Instruksi Anda — Ubah paragraf teks tentang Piagam Jakarta yang diawali kata "Dengan rumusan semacam ini" menjadi daftar ringkas berisi fakta-fakta utamanya.

Teks yang Diberikan —
______
Kalimat kompromi paling penting Piagam Jakarta terutama ada pada kalimat
“Negara berdasar atas Ketuhanan dengan kewajiban menjalankan syariat Islam bagi
pemeluk-pemeluknya”. Menurut Muhammad Yamin kalimat ini menjadikan Indonesia
merdeka bukan sebagai negara sekuler dan bukan pula negara Islam.
Dengan
rumusan semacam ini sesungguhnya lahir sebuah implikasi yang mengharuskan
adanya pembentukan undang-undang untuk melaksanakan Syariat Islam bagi para
pemeluknya. Tetapi rumusan kompromis Piagam Jakarta itu akhirnya gagal
ditetapkan saat akan disahkan pada tanggal 18 Agustus 1945 oleh PPKI. Ada
banyak kabut berkenaan dengan penyebab hal itu. Tapi semua versi mengarah
kepada Mohammad Hatta yang menyampaikan keberatan golongan Kristen di Indonesia
Timur. Hatta mengatakan ia mendapat informasi tersebut dari seorang opsir
angkatan laut Jepang pada sore hari taggal 17 Agustus 1945. Namun Letkol
Shegeta Nishijima satu-satunya opsir AL Jepang yang ditemui Hatta pada saat itu
menyangkal hal tersebut. Ia bahkan menyebutkan justru Latuharhary yang
menyampaikan keberatan itu. Keseriusan tuntutan itu lalu perlu dipertanyakan
mengingat Latuharhary bersama dengan Maramis, seorang tokoh Kristen dari Indonesia
Timur lainnya telah menyetujui rumusan kompromi itu saat sidang BPUPKI. Pada
akhirnya, di periode ini, status hukum Islam tetaplah samar-samar.
______
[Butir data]
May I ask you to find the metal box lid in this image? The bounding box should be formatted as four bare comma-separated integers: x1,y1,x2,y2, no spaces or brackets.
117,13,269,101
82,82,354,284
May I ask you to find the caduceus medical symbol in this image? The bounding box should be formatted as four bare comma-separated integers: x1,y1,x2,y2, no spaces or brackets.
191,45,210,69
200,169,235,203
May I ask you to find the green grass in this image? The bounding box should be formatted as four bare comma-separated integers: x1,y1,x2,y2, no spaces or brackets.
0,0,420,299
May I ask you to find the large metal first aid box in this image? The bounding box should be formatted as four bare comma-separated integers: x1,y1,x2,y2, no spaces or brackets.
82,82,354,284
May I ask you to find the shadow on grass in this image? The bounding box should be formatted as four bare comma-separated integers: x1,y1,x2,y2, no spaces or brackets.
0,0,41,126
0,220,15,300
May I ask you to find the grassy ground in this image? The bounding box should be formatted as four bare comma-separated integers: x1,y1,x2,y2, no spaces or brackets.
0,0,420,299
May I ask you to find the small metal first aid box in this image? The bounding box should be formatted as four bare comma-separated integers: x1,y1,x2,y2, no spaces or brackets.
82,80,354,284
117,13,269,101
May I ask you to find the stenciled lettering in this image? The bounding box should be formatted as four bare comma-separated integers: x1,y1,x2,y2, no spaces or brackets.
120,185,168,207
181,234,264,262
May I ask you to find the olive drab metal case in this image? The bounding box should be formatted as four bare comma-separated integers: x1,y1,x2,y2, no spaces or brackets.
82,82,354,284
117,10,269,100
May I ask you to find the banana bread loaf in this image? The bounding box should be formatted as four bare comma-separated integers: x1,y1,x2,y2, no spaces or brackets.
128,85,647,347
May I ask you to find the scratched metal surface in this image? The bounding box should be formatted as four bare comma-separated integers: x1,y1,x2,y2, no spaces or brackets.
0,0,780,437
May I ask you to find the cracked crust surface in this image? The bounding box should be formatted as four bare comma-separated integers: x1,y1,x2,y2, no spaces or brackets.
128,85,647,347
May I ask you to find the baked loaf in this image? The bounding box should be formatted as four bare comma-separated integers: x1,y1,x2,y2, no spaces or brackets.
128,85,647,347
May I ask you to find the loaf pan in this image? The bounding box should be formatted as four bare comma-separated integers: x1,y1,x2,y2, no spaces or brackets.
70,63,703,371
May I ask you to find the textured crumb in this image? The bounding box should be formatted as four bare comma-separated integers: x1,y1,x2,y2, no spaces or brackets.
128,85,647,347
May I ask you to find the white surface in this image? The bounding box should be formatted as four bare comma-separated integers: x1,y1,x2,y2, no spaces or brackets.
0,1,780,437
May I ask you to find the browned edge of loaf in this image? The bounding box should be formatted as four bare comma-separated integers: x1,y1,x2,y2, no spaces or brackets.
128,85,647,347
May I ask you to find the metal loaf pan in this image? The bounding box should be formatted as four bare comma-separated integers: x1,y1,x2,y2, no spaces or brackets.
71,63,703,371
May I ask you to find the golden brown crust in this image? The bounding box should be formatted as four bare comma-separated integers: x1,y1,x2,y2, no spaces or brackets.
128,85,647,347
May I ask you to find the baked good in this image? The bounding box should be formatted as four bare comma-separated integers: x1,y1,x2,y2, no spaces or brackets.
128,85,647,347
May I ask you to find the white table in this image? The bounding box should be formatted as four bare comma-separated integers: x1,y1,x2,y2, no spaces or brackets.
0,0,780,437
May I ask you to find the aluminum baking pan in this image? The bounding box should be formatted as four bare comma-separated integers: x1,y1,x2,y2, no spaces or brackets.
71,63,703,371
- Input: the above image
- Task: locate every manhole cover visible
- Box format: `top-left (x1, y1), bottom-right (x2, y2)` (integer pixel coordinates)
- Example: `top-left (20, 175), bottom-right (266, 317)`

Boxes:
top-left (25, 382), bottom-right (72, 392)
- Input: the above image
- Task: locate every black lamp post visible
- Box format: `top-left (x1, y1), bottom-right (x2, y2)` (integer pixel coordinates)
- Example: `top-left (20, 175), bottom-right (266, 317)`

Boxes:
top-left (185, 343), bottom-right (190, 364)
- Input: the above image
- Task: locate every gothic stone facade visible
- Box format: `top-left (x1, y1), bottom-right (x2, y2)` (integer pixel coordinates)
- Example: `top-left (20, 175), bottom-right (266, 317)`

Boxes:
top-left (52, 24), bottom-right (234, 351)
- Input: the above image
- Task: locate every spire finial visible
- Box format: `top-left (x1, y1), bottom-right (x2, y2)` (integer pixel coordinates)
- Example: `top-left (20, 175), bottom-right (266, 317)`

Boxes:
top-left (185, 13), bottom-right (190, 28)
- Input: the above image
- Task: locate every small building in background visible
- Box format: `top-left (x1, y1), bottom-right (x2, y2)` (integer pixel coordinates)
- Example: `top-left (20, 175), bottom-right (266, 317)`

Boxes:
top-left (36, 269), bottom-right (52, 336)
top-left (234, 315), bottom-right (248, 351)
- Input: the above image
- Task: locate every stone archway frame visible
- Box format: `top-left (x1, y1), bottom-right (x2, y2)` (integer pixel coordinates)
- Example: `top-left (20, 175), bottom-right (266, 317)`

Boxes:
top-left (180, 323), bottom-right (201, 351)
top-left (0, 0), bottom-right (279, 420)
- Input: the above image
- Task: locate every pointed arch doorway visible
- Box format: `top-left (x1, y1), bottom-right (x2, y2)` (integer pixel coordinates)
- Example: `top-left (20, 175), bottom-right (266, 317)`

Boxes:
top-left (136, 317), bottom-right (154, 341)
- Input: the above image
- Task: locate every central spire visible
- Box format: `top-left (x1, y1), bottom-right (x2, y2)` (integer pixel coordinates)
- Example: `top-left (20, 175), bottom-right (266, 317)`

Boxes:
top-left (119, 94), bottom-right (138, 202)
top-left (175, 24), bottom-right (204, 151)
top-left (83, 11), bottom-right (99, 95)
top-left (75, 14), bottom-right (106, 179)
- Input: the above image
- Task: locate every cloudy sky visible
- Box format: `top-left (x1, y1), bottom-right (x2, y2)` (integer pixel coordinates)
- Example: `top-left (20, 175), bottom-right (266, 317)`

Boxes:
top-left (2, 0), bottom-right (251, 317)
______
Hasil yang Diharapkan —
- Rumusan tersebut menuntut pembentukan undang-undang untuk melaksanakan syariat Islam bagi pemeluknya.
- Rumusan kompromi Piagam Jakarta gagal ditetapkan saat akan disahkan oleh PPKI pada 18 Agustus 1945.
- Penyebabnya masih kabur. Meski begitu, semua versi mengarah kepada Mohammad Hatta, yang menyampaikan keberatan golongan Kristen di Indonesia Timur.
- Hatta menyatakan bahwa ia menerima informasi itu dari seorang opsir angkatan laut Jepang pada sore hari 17 Agustus 1945.
- Letkol Shegeta Nishijima adalah satu-satunya opsir AL Jepang yang ditemui Hatta saat itu. Ia membantah hal tersebut dan justru menyebut Latuharhary sebagai pihak yang menyampaikan keberatan.
- Keseriusan tuntutan itu diragukan karena Latuharhary dan Maramis, tokoh Kristen dari Indonesia Timur, sudah menyetujui rumusan kompromi tersebut dalam sidang BPUPKI.
- Pada periode ini, status hukum Islam tetap samar-samar.